Nuestra constitución establece como premisa fundamental el carácter rehabilitador de la pena privativa de libertad. Es decir, no se trata -al menos, no se trata solamente- de ejecutar la venganza de la tribu, sino de que el delincuente, tras haber purgado su culpa -concepto que mucho me temo que sea importado del ámbito religioso-, consiga reeducarse en la prisión para reintegrarse en la sociedad como un individuo provechoso y, sobre todo, alejado de toda actividad delictiva.
No hay duda de que esta concepción adanista del individuo se fundamenta en la confusión entre el igualitarismo, de marchamo izquierdista, -todos los individuos son esencialmente iguales-, y la igualdad ante la ley, de origen liberal, -todos los individuos son distintos pero todos deben tener las mismas oportunidades-, confusión ideológica que provoca que la Carta Magna parta del principio absurdo de que todos los delincuentes son recuperables para la sociedad, es decir, que todos ellos pueden ser rehabilitados, algo bien diferente de que todos dispongan de oportunidades para ello.
En suma, basándonos en una premisa falsa, irremisiblemente obtenemos una consecuencia errónea.
Pero es que, además, el principal procedimiento mediante el que se trata de rehabilitar a un individuo es singularmente desastroso: la prisión. La prisión -la española y todas las demás- es un estercolero social en el que se aparca a individuos que han cometido delitos absolutamente heterogéneos y en el que la capacidad real para 'fabricar' un ciudadano normal de los despojos de un delincuente tiende a cero. La cárcel responde en este momento a la pura venganza de la tribu y a nada más, absolutamente a nada más.
¿Pretendo con ello señalar que es inútil por completo? De ninguna manera, la prisión, al menos mientras no aparezca una alternativa mejor, debe existir, pero a mi juicio solo tiene justificación como mecanismo de defensa de la sociedad frente a individuos peligrosos y para los multirreincidentes, apartándolos de la circulación por el tiempo que sea necesario e incluso, si sus delitos son de enorme gravedad y su tratamiento rehabilitador inútil, de forma permanente, claro que sí.

★ ★ ★ ★

*Ejercicio*: Indique si cada afirmación concuerda con el fragmento sobre la prisión, respondiendo sí o no y citando literalmente las palabras del fragmento que lo deciden: (a) En el fragmento se sostiene que la prisión es completamente inútil. (b) Según el fragmento, la constitución establece como premisa fundamental el carácter rehabilitador de la pena privativa de libertad. (c) El fragmento atribuye a la igualdad ante la ley un origen izquierdista.

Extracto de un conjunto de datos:
★ ★ ★ ★

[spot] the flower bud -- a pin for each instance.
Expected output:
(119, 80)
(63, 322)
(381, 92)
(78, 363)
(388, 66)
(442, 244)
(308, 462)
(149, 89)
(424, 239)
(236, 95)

★ ★ ★ ★

*Solución del ejercicio*:
(a) No: «¿Pretendo con ello señalar que es inútil por completo? De ninguna manera».
(b) Sí: «Nuestra constitución establece como premisa fundamental el carácter rehabilitador de la pena privativa de libertad».
(c) No: «la igualdad ante la ley, de origen liberal».